§ **Quoted text**
-- -- --

Sermons

Sun, Feb 24, 2019

Turning the other cheek

Series:Sermons

If anyone strikes you on the cheek, offer the other also”.

Or, as the version of this saying in Matthew’s Gospel puts it, “Turn the other [cheek]”.

It’s possibly one of the best-known sayings of Jesus.

Indeed, it’s become proverbial.

But, if we’re perfectly honest…

it’s also one of the hardest and most uncomfortable sayings of Jesus.

After all, none of us likes to be picked on.

And none of us likes bullies.

When we’re snubbed or slighted…

when someone, intentionally, causes us injury or insults us––

or someone whom we care about––

we want to protect and defend ourselves;

we want to make them stop;

we want to retaliate.

It’s instinctive.

It’s human nature.

On a societal level…

it’s why we pay so much to maintain the military or the police force;

it’s why, in many respects, the whole legal system exists.

‘Turning the other cheek’ seems to imply a passivity that goes against our conventional wisdom…

and our most primal instincts.

And yet… 

we also know that retaliation and revenge only perpetuate humanity’s problems.

As Martin Luther King Jr once said, “The old law of an eye for an eye leaves everybody blind”.

And, in this regard, he was quite unequivocal:

“Hate scars the soul and distorts the personality…Returning hate for hate multiplies hate, adding deeper darkness to a night already devoid of stars. Darkness cannot drive out darkness; only light can do that. Hate cannot drive out hate; only love can do that. Hate multiples hate, violence multiplies violence…in a descending spiral of destruction”.

-- -- --

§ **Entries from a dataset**
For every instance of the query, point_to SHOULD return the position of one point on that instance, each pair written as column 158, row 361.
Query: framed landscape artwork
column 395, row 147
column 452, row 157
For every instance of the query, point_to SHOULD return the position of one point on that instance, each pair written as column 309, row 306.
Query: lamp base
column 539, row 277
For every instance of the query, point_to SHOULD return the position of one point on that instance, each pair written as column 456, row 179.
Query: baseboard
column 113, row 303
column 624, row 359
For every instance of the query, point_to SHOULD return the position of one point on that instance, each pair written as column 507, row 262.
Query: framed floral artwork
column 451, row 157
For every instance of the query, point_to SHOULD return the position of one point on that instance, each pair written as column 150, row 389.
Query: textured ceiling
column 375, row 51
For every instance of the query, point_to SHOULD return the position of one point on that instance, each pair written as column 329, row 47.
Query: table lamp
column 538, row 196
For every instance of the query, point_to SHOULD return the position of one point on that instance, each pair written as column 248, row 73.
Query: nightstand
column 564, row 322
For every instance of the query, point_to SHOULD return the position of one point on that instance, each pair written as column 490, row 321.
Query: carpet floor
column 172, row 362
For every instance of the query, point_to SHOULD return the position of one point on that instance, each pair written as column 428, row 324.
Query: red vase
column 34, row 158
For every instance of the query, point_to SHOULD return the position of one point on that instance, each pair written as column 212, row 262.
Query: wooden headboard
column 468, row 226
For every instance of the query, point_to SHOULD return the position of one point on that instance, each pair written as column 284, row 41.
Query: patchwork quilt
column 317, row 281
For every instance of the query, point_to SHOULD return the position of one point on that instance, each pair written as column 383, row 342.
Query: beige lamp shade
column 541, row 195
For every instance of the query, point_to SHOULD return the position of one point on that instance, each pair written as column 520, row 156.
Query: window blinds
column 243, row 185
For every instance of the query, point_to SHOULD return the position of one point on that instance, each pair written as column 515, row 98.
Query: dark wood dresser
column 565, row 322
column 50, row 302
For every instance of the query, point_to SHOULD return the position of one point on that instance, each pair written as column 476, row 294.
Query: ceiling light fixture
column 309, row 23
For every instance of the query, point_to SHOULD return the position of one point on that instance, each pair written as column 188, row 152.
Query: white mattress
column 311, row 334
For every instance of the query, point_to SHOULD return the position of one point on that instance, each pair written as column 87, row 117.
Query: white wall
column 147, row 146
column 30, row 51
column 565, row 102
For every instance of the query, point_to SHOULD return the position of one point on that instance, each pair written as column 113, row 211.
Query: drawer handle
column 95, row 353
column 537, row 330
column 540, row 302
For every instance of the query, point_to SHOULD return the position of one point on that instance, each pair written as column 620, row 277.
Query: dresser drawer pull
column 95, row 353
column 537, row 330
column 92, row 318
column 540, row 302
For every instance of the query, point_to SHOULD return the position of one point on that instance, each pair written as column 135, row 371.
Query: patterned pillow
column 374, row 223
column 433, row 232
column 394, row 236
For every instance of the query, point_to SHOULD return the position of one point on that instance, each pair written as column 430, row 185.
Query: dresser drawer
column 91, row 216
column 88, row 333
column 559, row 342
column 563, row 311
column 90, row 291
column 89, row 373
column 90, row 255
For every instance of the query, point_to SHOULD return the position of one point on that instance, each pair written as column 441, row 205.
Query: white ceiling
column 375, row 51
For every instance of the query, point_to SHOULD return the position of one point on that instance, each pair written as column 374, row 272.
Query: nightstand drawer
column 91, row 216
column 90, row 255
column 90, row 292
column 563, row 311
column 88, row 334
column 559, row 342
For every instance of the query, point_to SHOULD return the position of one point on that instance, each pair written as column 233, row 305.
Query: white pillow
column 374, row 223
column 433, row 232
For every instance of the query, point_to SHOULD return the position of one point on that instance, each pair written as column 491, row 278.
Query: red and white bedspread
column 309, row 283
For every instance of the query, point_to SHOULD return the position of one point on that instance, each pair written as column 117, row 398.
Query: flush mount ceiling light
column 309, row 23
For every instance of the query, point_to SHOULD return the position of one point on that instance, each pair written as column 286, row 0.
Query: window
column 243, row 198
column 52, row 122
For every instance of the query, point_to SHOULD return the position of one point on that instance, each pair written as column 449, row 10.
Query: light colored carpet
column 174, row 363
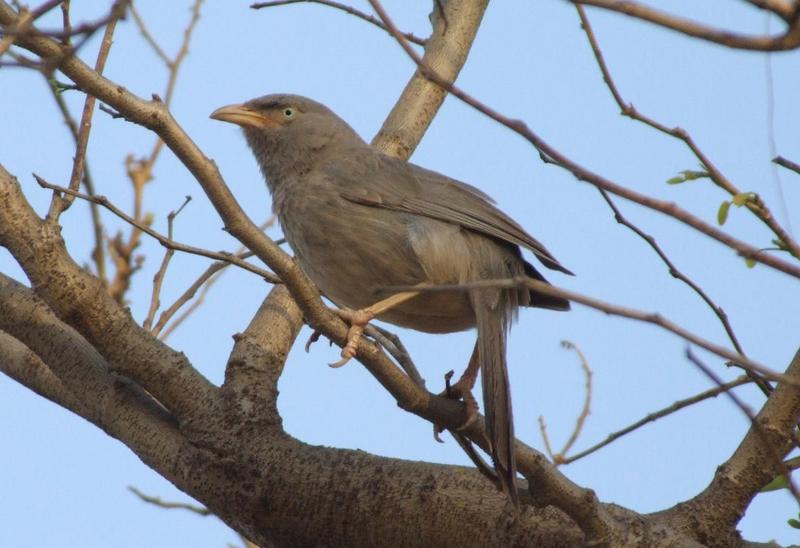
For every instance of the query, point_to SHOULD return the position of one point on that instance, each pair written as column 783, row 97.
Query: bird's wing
column 382, row 181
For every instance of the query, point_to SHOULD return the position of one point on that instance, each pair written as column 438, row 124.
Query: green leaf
column 722, row 214
column 779, row 482
column 686, row 175
column 780, row 244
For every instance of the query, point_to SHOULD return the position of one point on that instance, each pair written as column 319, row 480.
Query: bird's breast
column 352, row 251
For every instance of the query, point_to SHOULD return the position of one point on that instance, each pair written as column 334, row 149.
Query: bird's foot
column 461, row 390
column 312, row 339
column 358, row 320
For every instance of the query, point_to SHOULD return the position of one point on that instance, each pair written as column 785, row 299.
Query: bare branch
column 343, row 7
column 661, row 413
column 774, row 451
column 98, row 252
column 162, row 270
column 551, row 155
column 608, row 308
column 790, row 39
column 754, row 202
column 455, row 25
column 788, row 164
column 163, row 240
column 157, row 501
column 677, row 274
column 206, row 280
column 60, row 204
column 145, row 32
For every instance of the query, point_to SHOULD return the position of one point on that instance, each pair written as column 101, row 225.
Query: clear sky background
column 63, row 481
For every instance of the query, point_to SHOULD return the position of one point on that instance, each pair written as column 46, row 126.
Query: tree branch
column 80, row 300
column 790, row 39
column 339, row 6
column 551, row 155
column 447, row 50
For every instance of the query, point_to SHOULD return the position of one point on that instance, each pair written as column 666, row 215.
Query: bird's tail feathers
column 492, row 315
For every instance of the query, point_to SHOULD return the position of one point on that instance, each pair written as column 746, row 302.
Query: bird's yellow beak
column 243, row 116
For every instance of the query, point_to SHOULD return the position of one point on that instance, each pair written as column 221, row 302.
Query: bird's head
column 287, row 132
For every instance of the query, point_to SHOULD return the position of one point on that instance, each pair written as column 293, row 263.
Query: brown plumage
column 359, row 220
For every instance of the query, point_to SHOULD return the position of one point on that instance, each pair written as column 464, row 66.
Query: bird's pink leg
column 358, row 320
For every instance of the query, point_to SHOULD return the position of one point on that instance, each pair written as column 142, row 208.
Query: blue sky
column 64, row 481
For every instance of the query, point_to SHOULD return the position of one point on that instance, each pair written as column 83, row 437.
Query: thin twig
column 677, row 274
column 348, row 9
column 754, row 203
column 60, row 204
column 560, row 457
column 744, row 408
column 66, row 24
column 207, row 279
column 163, row 240
column 609, row 308
column 140, row 171
column 98, row 253
column 551, row 155
column 145, row 32
column 158, row 279
column 788, row 164
column 661, row 413
column 587, row 402
column 157, row 501
column 789, row 39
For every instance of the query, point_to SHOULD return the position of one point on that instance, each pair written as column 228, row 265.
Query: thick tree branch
column 446, row 50
column 51, row 358
column 551, row 155
column 722, row 504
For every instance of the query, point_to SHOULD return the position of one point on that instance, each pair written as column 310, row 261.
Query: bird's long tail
column 492, row 315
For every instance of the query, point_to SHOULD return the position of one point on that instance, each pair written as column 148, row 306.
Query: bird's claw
column 462, row 390
column 358, row 320
column 312, row 339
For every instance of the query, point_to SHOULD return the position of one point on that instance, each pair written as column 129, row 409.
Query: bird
column 359, row 220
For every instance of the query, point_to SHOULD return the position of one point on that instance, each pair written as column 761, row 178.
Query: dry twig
column 551, row 155
column 343, row 7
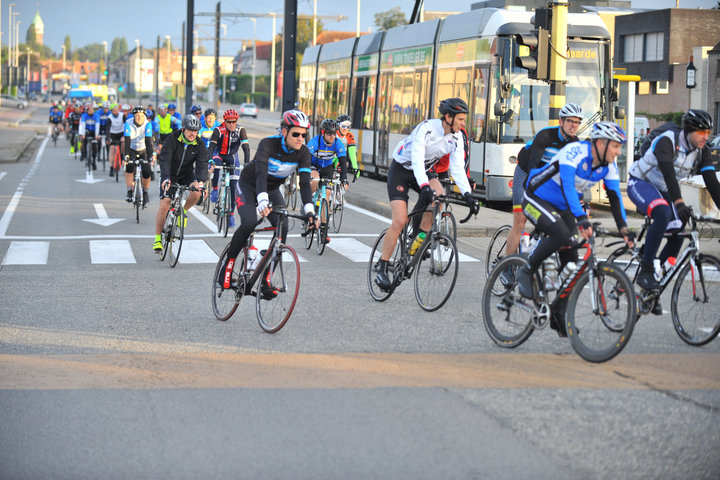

-- -- --

§ **What is expected**
Pick up the sermon on turning the other cheek after its last sentence and carry it forward. The records are separate material and are not part of the sermon.

§ **Exercise result**
So…

“Far from being the pious injunction of a Utopian dreamer, the command to love one’s enemy is an absolute necessity for our survival”.

King––

who drew on the ethos and practices of Gandhi…

who, in turn, was inspired by this saying of Jesus––

interpreted the injunction to love one’s enemy… 

not as a form of passivity or passive-aggression…

but as an act of non-violent resistance.

Thus, King declares...

“To our most bitter opponents we say: ‘We shall match your capacity to inflict suffering by our capacity to endure suffering...Do to us what you will, and we shall continue to love you…But be ye assured that we will wear you down by our capacity to suffer. One day we shall win freedom, but not only for ourselves. We shall so appeal to your heart and conscience that we shall win you in the process”.

We love our enemies not––

as Oscar Wilde suggests––

in order to annoy them…

but with the expectation that, in the end, their animosity might be dissipated;

that their hatred, too, would become love.

As hard as Jesus’ saying is––

as much as it goes against our inherited wisdom and our primal instincts––

on another level, we also know that he’s right.

Love is the only force that can overcome hate and evil.

Love is the only force that can beget lasting, meaningful change.

And, in the end, love must––

love will––

prevail.

 

That said, however…

the problems with this saying go deeper and further than its overturning of human instinct… 

or conventional wisdom.

It’s one thing for someone who has experienced bullying…

persecution…

or abuse…

to exhort their fellow-sufferers to ‘turn the other cheek’––

to respond to hatred and hurt with love––

but it’s another thing altogether for someone who hasn’t experienced that to do it.

It’s one thing for a Martin Luther King to tell his fellow African-Americans to love––

and not to hate––

those who persecute and oppress them;

but it’s completely different if I, as a white person, were to say that.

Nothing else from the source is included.